Work request
Return every record in full. Match each one exactly.
Records supplied Start Marker
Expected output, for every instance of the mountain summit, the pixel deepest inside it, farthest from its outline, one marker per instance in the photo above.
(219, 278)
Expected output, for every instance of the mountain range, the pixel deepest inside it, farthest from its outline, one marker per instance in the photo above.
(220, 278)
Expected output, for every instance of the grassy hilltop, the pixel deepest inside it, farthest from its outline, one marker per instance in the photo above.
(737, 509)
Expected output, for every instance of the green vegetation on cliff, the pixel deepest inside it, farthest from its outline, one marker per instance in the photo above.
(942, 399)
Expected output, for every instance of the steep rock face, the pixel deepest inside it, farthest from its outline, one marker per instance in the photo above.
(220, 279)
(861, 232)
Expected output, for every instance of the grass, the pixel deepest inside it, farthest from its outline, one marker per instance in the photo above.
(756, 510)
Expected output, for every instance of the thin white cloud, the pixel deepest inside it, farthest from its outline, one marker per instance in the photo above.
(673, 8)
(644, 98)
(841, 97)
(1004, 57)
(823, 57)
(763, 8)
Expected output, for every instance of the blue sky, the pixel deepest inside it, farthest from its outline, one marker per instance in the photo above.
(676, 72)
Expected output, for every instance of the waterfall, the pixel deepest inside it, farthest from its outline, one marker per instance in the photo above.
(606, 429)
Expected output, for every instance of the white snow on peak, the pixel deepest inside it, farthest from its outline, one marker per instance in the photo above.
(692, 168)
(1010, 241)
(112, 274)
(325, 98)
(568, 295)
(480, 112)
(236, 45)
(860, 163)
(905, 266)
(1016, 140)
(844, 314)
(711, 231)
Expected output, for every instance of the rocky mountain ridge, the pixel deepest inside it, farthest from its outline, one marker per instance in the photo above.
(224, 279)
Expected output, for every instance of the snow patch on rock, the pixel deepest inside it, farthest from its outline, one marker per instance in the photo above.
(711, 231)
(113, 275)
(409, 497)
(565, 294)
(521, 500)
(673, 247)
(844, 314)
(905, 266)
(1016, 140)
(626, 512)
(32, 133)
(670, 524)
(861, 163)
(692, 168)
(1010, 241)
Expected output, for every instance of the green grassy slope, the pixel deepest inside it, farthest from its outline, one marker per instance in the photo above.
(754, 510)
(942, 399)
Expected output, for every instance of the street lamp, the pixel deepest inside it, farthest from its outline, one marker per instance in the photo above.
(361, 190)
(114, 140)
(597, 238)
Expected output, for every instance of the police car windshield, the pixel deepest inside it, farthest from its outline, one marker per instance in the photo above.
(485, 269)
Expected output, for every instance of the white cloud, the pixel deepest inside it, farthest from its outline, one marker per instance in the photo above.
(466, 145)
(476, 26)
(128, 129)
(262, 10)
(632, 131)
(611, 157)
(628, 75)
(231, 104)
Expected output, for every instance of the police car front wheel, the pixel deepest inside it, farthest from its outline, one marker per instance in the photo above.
Records supplied End Marker
Result
Expected output, for every instance of the mountain summit, the pixel deepest inside it, farthest from its outline, one marker per instance in the photo above.
(219, 278)
Expected output, for every instance of the mountain range, the pixel deepest inside it, farthest from its outline, one marker per instance in the photo above.
(220, 278)
Expected output, for every instance of the grassy hilltop, the pixel deepest inside it, farthest from its outline, one marker per instance in the photo above.
(737, 509)
Expected output, for every instance of the green vegetation on cliff, the pixel deepest inside it, farthest from its outline, one marker per instance in the photo above.
(942, 399)
Expected output, for every instance of the steep rock face, the pixel deepest inside it, farthest from its outline, one marker per instance in the photo above.
(220, 279)
(861, 232)
Expected output, for every instance of the grass, the pixel deepest inside it, farthest from its outline, one marker per instance in the photo above.
(756, 510)
Expected output, for every instance of the thin white cloud, the pixel deepest inside it, farthest from its outline, one marker per instance in the photo above.
(673, 8)
(644, 98)
(841, 97)
(1004, 57)
(823, 57)
(763, 8)
Expected output, for every instance of the blue sky, the pixel deepest inside it, farthest from its outline, one marker per instance in the photo above.
(676, 72)
Expected output, for every instance of the waterfall, the pixel deepest inside it, farthest from its outline, one marker per instance in the photo above.
(606, 429)
Expected output, for every instance of the white snow on peak, the pixel deepest inside it, farthest from its outline, one marker per instance in the photo above.
(692, 168)
(1010, 241)
(112, 274)
(325, 98)
(568, 295)
(480, 112)
(236, 45)
(860, 163)
(905, 266)
(1016, 140)
(844, 314)
(711, 231)
Expected output, for every instance of the rocky mountain ridge, the pixel deepest inside it, farthest from its outline, one marker per instance in the photo above.
(224, 279)
Expected output, for every instance of the snow patch on rock, the pixel deepest inside it, farthest from its outline, one marker per instance in the photo above.
(711, 231)
(113, 275)
(409, 497)
(565, 294)
(521, 500)
(673, 247)
(844, 314)
(905, 266)
(1016, 140)
(626, 512)
(32, 133)
(670, 524)
(861, 163)
(692, 168)
(1010, 241)
Expected output, for every instance of the green grassy slope, the pixel deepest inside it, farthest from its outline, one marker per instance in the photo above.
(754, 510)
(942, 399)
Expected output, for every instance of the street lamp, the pixel deepest inside it, farthest from its outline, one marker per instance in the photo above.
(361, 190)
(114, 140)
(597, 238)
Expected output, for every instance of the police car windshield, the pixel deepest inside it, farthest from its outline, one marker per instance in the photo above.
(485, 269)
Expected output, for every instance of the white cloud, the pixel deepest inside it, farthest from its outline, one marker per instance in the photo above.
(466, 145)
(476, 26)
(128, 129)
(262, 10)
(632, 131)
(611, 157)
(628, 75)
(231, 104)
Expected output, for every instance of the police car front wheel, the pixel deepest inside it, farthest from its outline, one marker per instance in the photo above.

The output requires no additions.